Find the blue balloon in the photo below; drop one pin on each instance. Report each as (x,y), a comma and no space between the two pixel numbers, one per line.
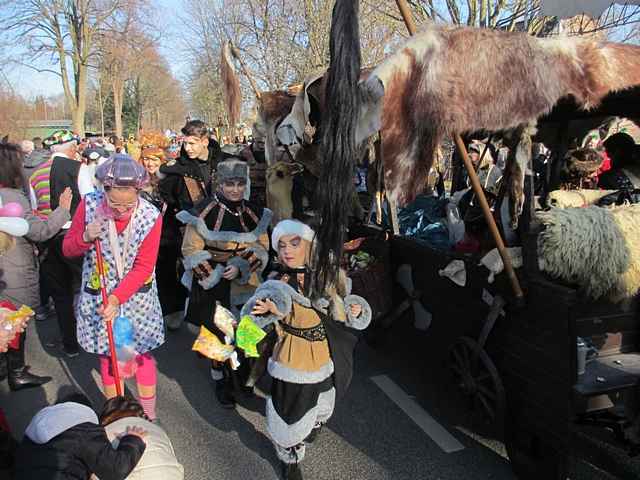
(123,332)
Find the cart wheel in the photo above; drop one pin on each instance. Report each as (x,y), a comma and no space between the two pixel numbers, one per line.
(532,458)
(476,376)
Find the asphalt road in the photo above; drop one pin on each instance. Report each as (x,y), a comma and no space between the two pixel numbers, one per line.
(369,437)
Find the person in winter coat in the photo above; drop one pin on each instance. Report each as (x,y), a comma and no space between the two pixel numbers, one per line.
(128,229)
(185,182)
(19,265)
(66,442)
(171,292)
(159,460)
(312,361)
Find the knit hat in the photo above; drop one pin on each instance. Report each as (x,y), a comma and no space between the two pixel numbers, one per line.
(152,151)
(291,227)
(122,171)
(11,221)
(94,153)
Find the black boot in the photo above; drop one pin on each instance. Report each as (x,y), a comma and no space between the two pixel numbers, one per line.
(291,471)
(19,376)
(314,434)
(224,390)
(3,366)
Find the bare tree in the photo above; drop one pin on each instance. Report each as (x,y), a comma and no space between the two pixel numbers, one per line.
(62,33)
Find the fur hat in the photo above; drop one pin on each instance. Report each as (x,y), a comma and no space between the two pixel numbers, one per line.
(230,169)
(291,227)
(11,221)
(151,151)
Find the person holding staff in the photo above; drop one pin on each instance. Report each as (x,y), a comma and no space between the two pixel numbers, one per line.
(128,229)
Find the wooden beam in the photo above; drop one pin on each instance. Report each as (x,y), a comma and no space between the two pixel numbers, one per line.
(475,181)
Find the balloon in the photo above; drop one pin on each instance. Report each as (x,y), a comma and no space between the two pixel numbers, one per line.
(11,209)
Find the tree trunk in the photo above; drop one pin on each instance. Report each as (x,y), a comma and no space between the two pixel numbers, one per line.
(118,94)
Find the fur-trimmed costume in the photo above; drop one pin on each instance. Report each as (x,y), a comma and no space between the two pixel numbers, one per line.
(312,361)
(221,233)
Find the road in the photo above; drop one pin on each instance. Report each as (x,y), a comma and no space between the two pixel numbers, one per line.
(369,437)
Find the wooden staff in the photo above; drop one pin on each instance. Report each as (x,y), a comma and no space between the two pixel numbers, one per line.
(245,70)
(108,325)
(475,181)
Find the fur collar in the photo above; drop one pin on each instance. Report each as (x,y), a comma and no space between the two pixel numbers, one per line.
(222,236)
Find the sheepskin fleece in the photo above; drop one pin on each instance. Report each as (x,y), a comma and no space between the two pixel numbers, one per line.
(576,198)
(596,248)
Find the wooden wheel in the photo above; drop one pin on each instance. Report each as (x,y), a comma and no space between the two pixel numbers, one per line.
(477,378)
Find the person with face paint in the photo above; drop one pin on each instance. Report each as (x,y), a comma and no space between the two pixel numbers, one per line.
(185,182)
(128,228)
(312,360)
(225,251)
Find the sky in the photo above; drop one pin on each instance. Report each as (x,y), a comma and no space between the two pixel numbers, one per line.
(29,83)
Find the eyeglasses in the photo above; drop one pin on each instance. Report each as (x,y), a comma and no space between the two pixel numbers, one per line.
(126,206)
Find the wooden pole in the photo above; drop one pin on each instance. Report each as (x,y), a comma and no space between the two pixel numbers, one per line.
(245,70)
(475,181)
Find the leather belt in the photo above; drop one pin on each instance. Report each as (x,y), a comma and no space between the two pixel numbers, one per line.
(313,334)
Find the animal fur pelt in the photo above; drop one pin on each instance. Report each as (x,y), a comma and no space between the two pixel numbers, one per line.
(576,198)
(339,143)
(230,85)
(596,248)
(429,95)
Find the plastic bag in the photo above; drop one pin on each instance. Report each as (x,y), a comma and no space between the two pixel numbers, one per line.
(225,321)
(211,347)
(248,336)
(455,225)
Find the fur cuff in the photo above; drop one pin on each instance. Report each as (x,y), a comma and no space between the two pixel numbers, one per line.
(361,322)
(224,236)
(213,279)
(192,261)
(277,293)
(244,270)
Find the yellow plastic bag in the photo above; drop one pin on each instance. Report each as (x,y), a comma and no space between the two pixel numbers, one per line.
(17,316)
(211,347)
(248,336)
(225,321)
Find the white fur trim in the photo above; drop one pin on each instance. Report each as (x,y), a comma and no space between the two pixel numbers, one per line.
(291,227)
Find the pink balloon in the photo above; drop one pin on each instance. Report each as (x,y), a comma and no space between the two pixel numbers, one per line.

DIRECTIONS |
Reproduce the entries above exactly. Do not include the images.

OUTPUT OF THE TASK |
Find the blue balloon in the photo below; drop one pin on each instance. Report each as (x,y), a comma and no space between the two pixel numbers, one per line.
(123,332)
Find the cart wheel in the photo above; drop one pin on each instance. Report each as (x,y), a comma and no space between the two pixel numbers, one per line.
(532,458)
(476,376)
Find the asphalt road in the photo above; drop one pin on each instance. Report each as (x,y), a comma and no space between the two pixel numbers, one per line.
(369,437)
Find the person in winter coat in the photo above; drop one pin on each instance. Report each as (x,y), a comma and no space between the two pixel numbers, one per line.
(128,229)
(185,182)
(19,265)
(66,442)
(171,292)
(159,460)
(312,361)
Find the knit hat in the photo above; drop one pin on each instance. Report each as (x,y), a comma and no space between the two pixel numbers, one per line.
(152,151)
(291,227)
(122,171)
(11,221)
(94,153)
Find the black boot in the photo above; drop one pin on each instance. Report each as (x,y), a comma and no space between the two pixel numbers, one per line.
(291,471)
(19,376)
(314,434)
(224,390)
(3,366)
Find the bare tree in the photo above; drop one pin on each instance. Report each as (x,y), a comma and no space between the two pixel numbers, one per line.
(62,33)
Find the fur hat in the photo above; drop one pin on each instance. Report each as (x,y), a comma and no space between the two pixel numbers, one per line.
(230,169)
(291,227)
(11,221)
(151,151)
Find the person holding staff in the photo above; drop one pin on each instance. Report each as (x,y), a comma and no space between the two pixel numbers, one per line.
(128,229)
Find the wooden beam in the photo above; drop one pin on each instance. Report each as (x,y), a comma and no space between the two pixel numbers, one per line.
(475,181)
Find the balloon in the photo above; drop one pin on each instance. Report each as (x,y), a comma and no space between the two pixel numbers, one per line.
(11,209)
Find the tree trunk in the photo above; drop one pin on each instance. Report each as (x,y), a comma and no space between the two pixel numbers, one per line.
(118,94)
Find the fur-trimmed costume in the photo above; drop one pin on each instance. Report each as (x,y), a comma and no space between the two pixel numbers, one per line.
(312,361)
(221,233)
Find the road in the photo above; drop one pin on each instance. Report each as (x,y), a comma and no space between the two pixel numbers, one per line.
(369,437)
Find the wooden staff in the photo above; drop one pin on each instance. Report each as (x,y), a comma and no space between the two pixel numbers, one per line.
(245,70)
(108,325)
(475,181)
Find the fur collar in the photo above; drop one pin on each instance. Report each as (x,y), a comma and no space between the two pixel numbers, one per line.
(222,236)
Find the sheepskin fleece in the photo above; drop one pin on each instance. Report each as (x,y), a comma and no space between the two pixel numbers, one per line.
(576,198)
(596,248)
Find the wooden wheel in the photo above; drop one pin on each instance. Report each as (x,y), a comma and no space between the two pixel numbers, one per line.
(477,378)
Find the person with face paint in the photo above; drop one pin on each instance. Report each as (x,y), a comma and no space between the two pixel numbers, one per line.
(185,182)
(128,228)
(312,360)
(225,251)
Find the sky in the photo above; drop one pin on each instance. Report each as (x,y), a comma and no space between the two pixel numbers, one per line.
(29,83)
Find the eyeglasses in the photo above; drop one pin on each instance. Report each as (x,y), a comma and no space between the two pixel numbers, one per line.
(126,206)
Find the wooden pole in the photo above; drop one pin on each instance. Report each as (x,y), a comma and no space between the two pixel numbers, one per line.
(245,70)
(475,181)
Find the leather belt in the photo above; drop one pin on each instance. Report each as (x,y), a comma and no space between the two pixel numbers, one per line.
(313,334)
Find the animal fur pelt in the photo above; drop one pin on each instance. Report each as (x,y), a comma and no space between the two pixel numbers, one per line.
(576,198)
(339,143)
(230,85)
(596,248)
(429,95)
Find the plastic bag in the photo above; drop one pin on each instance. Report each as (x,y), a comma and no space between the two pixel numbers, one per line.
(225,321)
(211,347)
(248,336)
(455,225)
Find the fur cuff in the photo above; drop one pin on each instance. Report each as (x,y), a comma and no space between the two pixel numbers, one per line.
(361,322)
(224,236)
(213,279)
(192,261)
(277,293)
(244,270)
Find the yellow plastic bag in the photo above; drop one pin on each instance. Report each as (x,y), a comma and no space between the two pixel numbers, one per line.
(17,316)
(211,347)
(248,336)
(225,321)
Find the white fur trim in the photo above; drop one pin on each instance. Report each as (x,y), a comma and no space between the two pixel numbers, one per line.
(291,227)
Find the pink balloon in the photo above; drop one pin on each instance. Report each as (x,y), a comma and no space between the two pixel numbers, one per line.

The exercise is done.